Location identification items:
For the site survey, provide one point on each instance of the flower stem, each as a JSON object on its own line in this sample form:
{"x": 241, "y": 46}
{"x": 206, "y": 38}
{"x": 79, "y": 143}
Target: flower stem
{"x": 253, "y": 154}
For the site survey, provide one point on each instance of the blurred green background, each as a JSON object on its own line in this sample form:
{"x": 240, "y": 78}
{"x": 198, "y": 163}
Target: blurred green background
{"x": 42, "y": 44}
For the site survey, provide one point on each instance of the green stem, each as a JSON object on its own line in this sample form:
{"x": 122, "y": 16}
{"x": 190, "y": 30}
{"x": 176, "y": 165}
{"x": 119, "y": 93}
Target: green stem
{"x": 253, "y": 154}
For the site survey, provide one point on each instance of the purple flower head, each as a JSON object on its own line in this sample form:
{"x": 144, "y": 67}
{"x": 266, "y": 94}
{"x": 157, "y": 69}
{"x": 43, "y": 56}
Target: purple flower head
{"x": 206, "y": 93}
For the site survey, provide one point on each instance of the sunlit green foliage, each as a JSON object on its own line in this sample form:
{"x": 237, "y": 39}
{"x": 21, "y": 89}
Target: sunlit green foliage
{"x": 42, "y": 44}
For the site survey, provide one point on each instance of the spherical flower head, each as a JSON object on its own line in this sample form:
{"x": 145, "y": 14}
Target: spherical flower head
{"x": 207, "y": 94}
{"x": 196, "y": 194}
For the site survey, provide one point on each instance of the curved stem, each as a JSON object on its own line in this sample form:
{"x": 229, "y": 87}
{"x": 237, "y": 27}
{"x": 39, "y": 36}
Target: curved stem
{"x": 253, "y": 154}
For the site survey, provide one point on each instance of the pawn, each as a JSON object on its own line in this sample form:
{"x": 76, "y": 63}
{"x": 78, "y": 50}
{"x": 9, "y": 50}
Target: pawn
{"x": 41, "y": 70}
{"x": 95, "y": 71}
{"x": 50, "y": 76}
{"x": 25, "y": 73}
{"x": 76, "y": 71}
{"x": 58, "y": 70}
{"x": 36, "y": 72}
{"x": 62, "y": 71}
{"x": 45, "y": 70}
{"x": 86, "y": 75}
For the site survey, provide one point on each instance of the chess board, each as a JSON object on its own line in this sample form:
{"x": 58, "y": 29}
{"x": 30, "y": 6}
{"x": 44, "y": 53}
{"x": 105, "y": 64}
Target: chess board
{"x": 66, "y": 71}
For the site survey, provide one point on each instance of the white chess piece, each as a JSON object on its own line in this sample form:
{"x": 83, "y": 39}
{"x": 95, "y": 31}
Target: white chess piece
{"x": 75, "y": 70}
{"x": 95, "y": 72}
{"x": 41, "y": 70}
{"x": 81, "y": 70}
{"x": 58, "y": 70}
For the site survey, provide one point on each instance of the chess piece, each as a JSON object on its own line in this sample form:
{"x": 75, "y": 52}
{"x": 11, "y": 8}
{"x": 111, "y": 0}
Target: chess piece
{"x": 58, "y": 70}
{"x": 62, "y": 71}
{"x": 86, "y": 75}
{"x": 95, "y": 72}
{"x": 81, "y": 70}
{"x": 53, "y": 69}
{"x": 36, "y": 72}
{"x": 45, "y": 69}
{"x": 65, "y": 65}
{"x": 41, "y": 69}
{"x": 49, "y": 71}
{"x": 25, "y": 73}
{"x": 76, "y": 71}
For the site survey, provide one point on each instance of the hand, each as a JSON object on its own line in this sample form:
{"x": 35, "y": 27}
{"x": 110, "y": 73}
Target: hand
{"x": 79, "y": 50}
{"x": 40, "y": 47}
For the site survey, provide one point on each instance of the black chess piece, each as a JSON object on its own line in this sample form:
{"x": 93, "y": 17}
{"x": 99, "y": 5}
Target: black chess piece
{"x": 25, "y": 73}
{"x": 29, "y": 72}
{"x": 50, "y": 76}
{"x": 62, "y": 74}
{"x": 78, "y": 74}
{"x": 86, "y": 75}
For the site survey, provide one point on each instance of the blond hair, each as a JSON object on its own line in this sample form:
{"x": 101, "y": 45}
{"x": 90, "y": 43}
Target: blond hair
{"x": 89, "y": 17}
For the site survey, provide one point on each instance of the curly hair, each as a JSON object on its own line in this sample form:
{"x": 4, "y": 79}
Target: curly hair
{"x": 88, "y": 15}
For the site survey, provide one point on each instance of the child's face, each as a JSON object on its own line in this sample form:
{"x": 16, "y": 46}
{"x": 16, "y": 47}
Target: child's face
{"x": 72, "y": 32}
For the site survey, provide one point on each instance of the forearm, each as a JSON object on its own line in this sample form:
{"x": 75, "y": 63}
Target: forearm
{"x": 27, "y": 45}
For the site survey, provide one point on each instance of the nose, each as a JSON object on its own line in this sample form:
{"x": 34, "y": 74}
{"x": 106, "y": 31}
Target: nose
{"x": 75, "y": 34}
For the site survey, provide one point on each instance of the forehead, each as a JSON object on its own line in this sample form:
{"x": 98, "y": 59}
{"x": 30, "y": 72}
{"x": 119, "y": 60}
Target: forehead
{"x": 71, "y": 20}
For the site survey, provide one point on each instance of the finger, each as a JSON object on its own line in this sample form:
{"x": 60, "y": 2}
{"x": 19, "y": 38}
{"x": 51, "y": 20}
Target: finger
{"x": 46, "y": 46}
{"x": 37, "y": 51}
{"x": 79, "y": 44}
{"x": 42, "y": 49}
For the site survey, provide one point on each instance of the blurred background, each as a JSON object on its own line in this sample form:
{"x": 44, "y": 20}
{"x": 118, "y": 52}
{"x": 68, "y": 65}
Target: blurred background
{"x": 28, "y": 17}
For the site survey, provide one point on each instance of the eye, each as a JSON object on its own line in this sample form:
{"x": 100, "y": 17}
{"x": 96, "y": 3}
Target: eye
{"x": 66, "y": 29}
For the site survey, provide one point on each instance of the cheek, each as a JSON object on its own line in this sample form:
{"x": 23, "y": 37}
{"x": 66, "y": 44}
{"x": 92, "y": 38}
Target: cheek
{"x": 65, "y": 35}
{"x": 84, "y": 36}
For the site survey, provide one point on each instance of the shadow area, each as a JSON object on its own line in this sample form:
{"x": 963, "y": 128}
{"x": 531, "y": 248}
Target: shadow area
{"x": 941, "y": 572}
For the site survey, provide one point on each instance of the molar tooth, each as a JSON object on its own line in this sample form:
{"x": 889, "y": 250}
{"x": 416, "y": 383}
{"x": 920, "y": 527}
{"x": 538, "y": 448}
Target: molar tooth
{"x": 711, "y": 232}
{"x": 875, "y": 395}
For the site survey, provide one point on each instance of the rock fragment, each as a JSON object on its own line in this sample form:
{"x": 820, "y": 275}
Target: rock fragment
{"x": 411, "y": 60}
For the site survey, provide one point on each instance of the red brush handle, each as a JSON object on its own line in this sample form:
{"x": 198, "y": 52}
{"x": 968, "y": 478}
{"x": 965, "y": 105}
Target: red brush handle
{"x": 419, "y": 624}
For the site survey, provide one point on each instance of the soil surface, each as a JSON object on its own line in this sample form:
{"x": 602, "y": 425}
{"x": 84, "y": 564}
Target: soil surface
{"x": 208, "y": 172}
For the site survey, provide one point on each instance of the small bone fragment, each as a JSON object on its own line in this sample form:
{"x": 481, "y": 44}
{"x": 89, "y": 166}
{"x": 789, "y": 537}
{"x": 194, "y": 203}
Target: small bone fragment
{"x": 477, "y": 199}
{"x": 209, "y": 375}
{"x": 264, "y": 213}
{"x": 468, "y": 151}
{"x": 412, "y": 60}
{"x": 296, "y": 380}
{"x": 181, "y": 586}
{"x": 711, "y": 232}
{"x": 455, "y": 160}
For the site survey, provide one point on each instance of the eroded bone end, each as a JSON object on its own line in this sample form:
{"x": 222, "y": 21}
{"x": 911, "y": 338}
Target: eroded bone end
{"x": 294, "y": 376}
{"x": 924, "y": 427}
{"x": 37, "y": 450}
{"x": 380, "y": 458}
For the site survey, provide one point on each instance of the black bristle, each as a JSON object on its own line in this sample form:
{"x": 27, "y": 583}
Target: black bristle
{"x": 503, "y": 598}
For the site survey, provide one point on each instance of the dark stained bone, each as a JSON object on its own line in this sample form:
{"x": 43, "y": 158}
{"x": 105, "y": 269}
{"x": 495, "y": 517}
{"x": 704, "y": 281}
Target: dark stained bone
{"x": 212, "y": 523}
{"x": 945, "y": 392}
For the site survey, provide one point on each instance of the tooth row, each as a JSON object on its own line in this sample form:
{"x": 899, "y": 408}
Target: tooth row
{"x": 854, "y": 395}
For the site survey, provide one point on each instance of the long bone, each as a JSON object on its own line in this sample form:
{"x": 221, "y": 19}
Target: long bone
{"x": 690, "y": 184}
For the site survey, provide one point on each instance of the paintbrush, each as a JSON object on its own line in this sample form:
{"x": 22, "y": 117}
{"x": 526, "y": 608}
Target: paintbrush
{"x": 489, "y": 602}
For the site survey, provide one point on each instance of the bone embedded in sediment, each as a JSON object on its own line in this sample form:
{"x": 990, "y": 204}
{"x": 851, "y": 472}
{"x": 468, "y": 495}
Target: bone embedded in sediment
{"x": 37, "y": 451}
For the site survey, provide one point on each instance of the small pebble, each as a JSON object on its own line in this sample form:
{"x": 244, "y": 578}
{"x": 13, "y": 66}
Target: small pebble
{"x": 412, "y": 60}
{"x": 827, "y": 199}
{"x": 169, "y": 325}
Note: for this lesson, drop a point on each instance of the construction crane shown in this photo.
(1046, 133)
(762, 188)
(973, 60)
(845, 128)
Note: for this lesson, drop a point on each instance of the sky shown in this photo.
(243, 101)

**Directions for this task**
Copy out word for word the lines of the items that begin with the line containing "small pebble, each" and run through the last line of the items, keeping both of those lines.

**Response**
For the site survey, provide one point on each instance of the small pebble, each as a JSON object on its own line in this sample form:
{"x": 244, "y": 578}
{"x": 13, "y": 66}
Target: small pebble
{"x": 412, "y": 60}
{"x": 827, "y": 199}
{"x": 169, "y": 325}
Note: for this lesson, drop a point on each instance of the construction crane shown in this photo.
(1046, 133)
(762, 188)
(973, 60)
(845, 128)
Note: for this lesson, drop a point on each instance of the sky shown in this photo.
(243, 101)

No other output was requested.